▸ Work to complete: Extract all of the entries and give them again, word for word.

▸ Provided data:

------------------------------------

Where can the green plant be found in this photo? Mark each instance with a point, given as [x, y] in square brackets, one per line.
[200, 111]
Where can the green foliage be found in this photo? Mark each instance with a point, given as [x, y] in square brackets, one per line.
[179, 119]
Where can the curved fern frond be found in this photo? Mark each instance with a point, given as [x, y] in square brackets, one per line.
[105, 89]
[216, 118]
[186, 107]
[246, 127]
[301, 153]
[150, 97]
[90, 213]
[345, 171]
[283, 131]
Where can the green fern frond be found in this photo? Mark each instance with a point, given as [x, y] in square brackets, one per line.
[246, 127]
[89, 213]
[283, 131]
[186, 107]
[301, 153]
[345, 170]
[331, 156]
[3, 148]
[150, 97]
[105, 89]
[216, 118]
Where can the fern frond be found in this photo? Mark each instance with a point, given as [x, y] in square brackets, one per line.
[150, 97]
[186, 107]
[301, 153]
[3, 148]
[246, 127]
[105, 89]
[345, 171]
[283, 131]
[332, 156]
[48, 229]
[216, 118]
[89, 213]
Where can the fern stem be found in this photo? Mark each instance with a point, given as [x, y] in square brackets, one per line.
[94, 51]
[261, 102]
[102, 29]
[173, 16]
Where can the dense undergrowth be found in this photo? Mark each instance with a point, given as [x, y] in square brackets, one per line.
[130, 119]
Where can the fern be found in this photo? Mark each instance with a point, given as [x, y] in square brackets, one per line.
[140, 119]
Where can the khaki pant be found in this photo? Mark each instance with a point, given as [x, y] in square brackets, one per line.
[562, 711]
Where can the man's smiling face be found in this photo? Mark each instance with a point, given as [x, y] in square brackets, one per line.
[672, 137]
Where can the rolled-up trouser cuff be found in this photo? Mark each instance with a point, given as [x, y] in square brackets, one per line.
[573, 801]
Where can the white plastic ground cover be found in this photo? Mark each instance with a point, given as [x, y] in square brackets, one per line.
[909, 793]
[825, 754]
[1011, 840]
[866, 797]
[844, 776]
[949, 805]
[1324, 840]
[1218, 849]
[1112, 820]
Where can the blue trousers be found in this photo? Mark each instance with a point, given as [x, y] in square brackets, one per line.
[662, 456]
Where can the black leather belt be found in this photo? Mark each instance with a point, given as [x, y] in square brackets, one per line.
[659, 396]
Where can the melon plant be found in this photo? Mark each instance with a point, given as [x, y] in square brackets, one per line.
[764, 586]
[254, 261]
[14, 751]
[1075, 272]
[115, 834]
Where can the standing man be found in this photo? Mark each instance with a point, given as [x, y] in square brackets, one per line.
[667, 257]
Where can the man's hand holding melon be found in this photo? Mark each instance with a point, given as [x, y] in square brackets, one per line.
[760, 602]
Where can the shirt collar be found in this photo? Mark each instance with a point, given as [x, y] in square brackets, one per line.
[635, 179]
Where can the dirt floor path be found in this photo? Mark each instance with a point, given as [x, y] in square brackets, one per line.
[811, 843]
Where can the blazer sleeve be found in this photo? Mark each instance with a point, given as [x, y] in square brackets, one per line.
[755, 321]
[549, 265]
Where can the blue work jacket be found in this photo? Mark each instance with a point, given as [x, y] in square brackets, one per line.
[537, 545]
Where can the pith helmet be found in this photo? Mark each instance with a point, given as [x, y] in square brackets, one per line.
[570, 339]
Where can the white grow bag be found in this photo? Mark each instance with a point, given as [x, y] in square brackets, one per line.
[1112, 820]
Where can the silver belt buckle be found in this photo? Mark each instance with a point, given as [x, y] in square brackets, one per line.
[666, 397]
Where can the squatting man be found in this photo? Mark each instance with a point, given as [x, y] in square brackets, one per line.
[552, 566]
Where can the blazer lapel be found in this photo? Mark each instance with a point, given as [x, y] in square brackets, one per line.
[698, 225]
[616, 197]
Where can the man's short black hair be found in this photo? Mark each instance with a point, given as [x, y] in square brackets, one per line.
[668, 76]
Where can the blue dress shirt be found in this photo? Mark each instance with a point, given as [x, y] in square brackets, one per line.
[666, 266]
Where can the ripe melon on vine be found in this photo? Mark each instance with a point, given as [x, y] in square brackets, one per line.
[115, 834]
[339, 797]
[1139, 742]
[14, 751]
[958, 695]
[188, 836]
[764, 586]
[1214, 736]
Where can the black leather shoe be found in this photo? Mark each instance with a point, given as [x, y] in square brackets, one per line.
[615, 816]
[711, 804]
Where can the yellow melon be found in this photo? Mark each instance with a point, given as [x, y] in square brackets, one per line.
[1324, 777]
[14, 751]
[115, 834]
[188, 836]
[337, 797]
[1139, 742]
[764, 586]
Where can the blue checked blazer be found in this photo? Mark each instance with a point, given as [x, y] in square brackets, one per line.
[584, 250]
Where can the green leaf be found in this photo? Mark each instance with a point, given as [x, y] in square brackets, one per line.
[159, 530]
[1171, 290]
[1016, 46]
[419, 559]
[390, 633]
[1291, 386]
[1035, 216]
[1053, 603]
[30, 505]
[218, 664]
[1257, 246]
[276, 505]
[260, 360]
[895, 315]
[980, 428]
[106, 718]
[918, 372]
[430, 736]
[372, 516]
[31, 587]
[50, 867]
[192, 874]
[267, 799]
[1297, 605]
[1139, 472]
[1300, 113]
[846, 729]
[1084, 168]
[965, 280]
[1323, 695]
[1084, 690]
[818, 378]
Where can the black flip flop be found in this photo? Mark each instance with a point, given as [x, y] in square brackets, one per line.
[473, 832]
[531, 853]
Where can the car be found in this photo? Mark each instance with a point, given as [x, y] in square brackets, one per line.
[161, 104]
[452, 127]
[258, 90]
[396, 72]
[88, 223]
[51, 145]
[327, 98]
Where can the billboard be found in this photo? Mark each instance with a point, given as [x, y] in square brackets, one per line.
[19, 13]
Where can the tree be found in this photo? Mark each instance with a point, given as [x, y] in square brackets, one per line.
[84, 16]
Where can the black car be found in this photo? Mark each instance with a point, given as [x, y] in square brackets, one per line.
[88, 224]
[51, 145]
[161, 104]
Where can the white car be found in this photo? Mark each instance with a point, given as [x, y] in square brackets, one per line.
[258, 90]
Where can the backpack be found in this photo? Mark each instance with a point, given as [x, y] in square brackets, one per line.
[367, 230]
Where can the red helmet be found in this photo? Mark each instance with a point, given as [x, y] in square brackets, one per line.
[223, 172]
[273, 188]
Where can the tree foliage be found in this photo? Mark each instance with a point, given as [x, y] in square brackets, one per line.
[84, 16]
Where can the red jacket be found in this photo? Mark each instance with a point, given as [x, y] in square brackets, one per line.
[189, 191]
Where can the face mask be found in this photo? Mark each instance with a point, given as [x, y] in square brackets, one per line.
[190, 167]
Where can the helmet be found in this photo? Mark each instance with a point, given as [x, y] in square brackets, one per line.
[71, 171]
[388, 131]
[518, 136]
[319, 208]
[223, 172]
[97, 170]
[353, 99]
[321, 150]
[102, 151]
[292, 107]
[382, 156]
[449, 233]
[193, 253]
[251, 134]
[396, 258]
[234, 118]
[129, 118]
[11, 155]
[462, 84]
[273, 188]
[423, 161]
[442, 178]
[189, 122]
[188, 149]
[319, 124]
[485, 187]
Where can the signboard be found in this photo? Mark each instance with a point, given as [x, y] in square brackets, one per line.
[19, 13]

------------------------------------

▸ Exercise response:
Where can the green plant be found in this photo? Mark each instance with a point, given as [x, y] in square brackets, one per line.
[200, 111]
Where can the green foliage be found in this photo? Mark each instance with a point, given as [x, y] in square brackets, one per line.
[179, 119]
Where can the curved fern frond be found in this photo? Mark each instance with a point, given as [x, y] in square brackets, one per line.
[105, 89]
[216, 118]
[186, 107]
[246, 127]
[301, 153]
[150, 97]
[90, 213]
[345, 171]
[283, 131]
Where can the green fern frond be found in this photo? Mark each instance with a point, given as [x, y] in square brackets, one per line.
[246, 127]
[89, 213]
[283, 131]
[186, 107]
[301, 153]
[345, 170]
[331, 156]
[3, 148]
[150, 97]
[105, 89]
[216, 118]
Where can the fern frond be found in this photo? Mark each instance with a point, given as [x, y] in square brackets, one per line.
[150, 97]
[186, 107]
[301, 153]
[3, 148]
[246, 127]
[105, 89]
[345, 171]
[283, 131]
[332, 156]
[48, 229]
[216, 118]
[89, 213]
Where can the fern stem be found in this photo? Mark each instance with a point, given as [x, y] in square brackets, one per line.
[94, 51]
[261, 102]
[102, 29]
[173, 16]
Where can the dense undergrowth be found in this photo? Mark each instance with a point, given as [x, y] in square brackets, one per line.
[130, 119]
Where can the fern be found in this photo? Mark each instance with a point, given as [x, y] in square brackets, one per line.
[140, 119]
Where can the khaki pant be found in this photo? Mark each instance with a point, given as [x, y] in square brackets, one per line.
[562, 711]
Where can the man's smiling face be found in this photo? Mark each instance with a point, given as [x, y] in square brackets, one per line.
[672, 137]
Where can the rolled-up trouser cuff be found in this photo? Mark each instance with a point, given as [x, y] in square brackets, one per line.
[573, 801]
Where can the white plastic ground cover be found in this photo? Mark each instance with a point, given as [x, y] in square brackets, one per line.
[909, 793]
[825, 754]
[1011, 840]
[866, 797]
[844, 776]
[949, 805]
[1324, 840]
[1218, 849]
[1112, 820]
Where can the blue trousers be found in this photo? Mark each instance with a point, given as [x, y] in square brackets, one per line.
[662, 456]
Where can the black leather belt be found in this photo? Mark each instance with a point, given as [x, y] in square brackets, one per line.
[659, 396]
Where can the melon plant be found in this photo? Mark each instance with a point, given as [x, y] in square brackets, one per line.
[764, 586]
[254, 261]
[14, 751]
[1075, 272]
[115, 834]
Where can the standing man be found in this photo? Mark each instance with a point, given as [x, y] in square brackets, one per line.
[667, 257]
Where can the man's hand holding melon be found in this photo? Mark each instance with a point, given as [x, y] in square brackets, one per line.
[760, 602]
Where can the shirt collar be found in this photo? Mark each instance with a point, given as [x, y] in square brackets, one per line.
[635, 179]
Where can the dirt floor path be found in this photo? Mark each instance with a point, given as [x, y] in square brackets, one per line.
[811, 843]
Where can the blazer sleeve be found in this photo? Mark each instance with a point, given as [x, y] in square brackets, one per line.
[755, 321]
[549, 265]
Where can the blue work jacket be found in this photo? Mark each instance with a point, given as [x, y] in square brackets, one per line.
[537, 545]
Where can the pith helmet be found in this photo? Mark each instance with a point, given as [x, y] in square brackets, one per line.
[570, 339]
Where can the white grow bag be found in this photo? Mark each instance with a point, given as [x, y] in square brackets, one per line.
[1112, 820]
Where can the silver belt buckle be found in this photo? Mark each instance with a point, given as [x, y] in square brackets, one per line.
[666, 397]
Where can the squatting man be found in this photo? Mark each instance with a point, given as [x, y] in square brackets, one per line.
[552, 566]
Where can the blazer lapel be found in this photo? Mark each instance with a point, given as [x, y] in square brackets, one per line.
[698, 225]
[616, 197]
Where can the man's short black hair be found in this photo? Mark each instance with a point, given as [x, y] in square brackets, one per line.
[668, 76]
Where can the blue dress shirt be found in this photo? Mark each instance with a point, given as [x, y] in square brackets, one per line.
[666, 266]
Where can the ripe melon on vine be found in this photo? Mark each instance with a point, given as [x, y] in square brackets, one per line.
[115, 834]
[339, 797]
[1139, 742]
[14, 751]
[958, 695]
[188, 836]
[764, 586]
[1214, 736]
Where can the black leather shoe be found in this photo? Mark each instance with a point, given as [x, y] in square brackets, one per line.
[615, 816]
[711, 804]
Where can the yellow melon be found in this photo? Mark each instance with a point, given as [x, y] in square brackets, one per line.
[1324, 777]
[14, 751]
[115, 834]
[188, 836]
[337, 797]
[1139, 742]
[764, 586]
Where can the blue checked blazer be found in this photo? Mark each instance with a point, given as [x, y] in square brackets, one per line.
[584, 250]
Where can the green leaf be found in this photo? Mark each instance with a point, given as [x, y] in square brackets, one per line.
[159, 530]
[1171, 290]
[1016, 46]
[419, 559]
[390, 633]
[1291, 386]
[1035, 216]
[1053, 603]
[30, 505]
[218, 664]
[1257, 246]
[276, 505]
[260, 360]
[895, 315]
[980, 428]
[106, 718]
[918, 372]
[430, 736]
[372, 516]
[31, 587]
[50, 867]
[192, 874]
[267, 799]
[1297, 605]
[1139, 472]
[1300, 113]
[846, 729]
[1084, 168]
[965, 280]
[1323, 695]
[1084, 690]
[818, 378]
Where can the black flip flop be found in this photo? Mark each instance with a point, given as [x, y] in square brackets, one per line.
[473, 832]
[531, 853]
Where can the car be found in this photo? Mark each instance with a point, given as [x, y] in square brackets, one per line.
[161, 104]
[452, 127]
[258, 90]
[396, 72]
[88, 223]
[51, 145]
[327, 98]
Where can the billboard be found in this photo? Mark each instance with a point, given as [x, y] in square brackets, one per line.
[19, 13]
Where can the tree be found in this photo? Mark each instance with a point, given as [x, y] in square brackets, one per line.
[84, 16]
Where can the black car be found in this photo? Mark each instance with a point, given as [x, y] in square brackets, one per line.
[88, 224]
[51, 145]
[161, 104]
Where can the white car be found in this photo? Mark each instance with a point, given as [x, y] in square brackets, one per line.
[258, 90]
Where can the backpack be found in this photo? Mark each instance with a point, given as [x, y] in square brackets, one per line.
[367, 230]
Where can the red helmet be found in this photo? Mark each instance with a point, given as [x, y] in square brackets, one per line.
[223, 172]
[273, 188]
Where can the tree foliage be found in this photo? Mark each instance with a point, given as [x, y] in square brackets, one per line.
[84, 16]
Where can the red jacket be found in this photo? Mark each instance with a point, given as [x, y] in square brackets, one per line.
[189, 191]
Where can the face mask be found in this photo? Mark each instance with a point, given as [x, y] in square brackets, one per line.
[190, 167]
Where can the helmet be found in this photo? Mark each instance with a point, given as [x, y] in square brackets, one per line.
[71, 171]
[388, 131]
[518, 136]
[319, 208]
[223, 172]
[97, 170]
[353, 99]
[321, 150]
[102, 151]
[292, 107]
[382, 156]
[449, 233]
[193, 253]
[251, 134]
[396, 258]
[234, 118]
[129, 118]
[11, 155]
[462, 84]
[273, 188]
[423, 161]
[442, 178]
[189, 122]
[188, 149]
[319, 124]
[485, 187]
Where can the signboard be found in this photo? Mark each instance with a point, given as [x, y] in square brackets, one per line.
[19, 13]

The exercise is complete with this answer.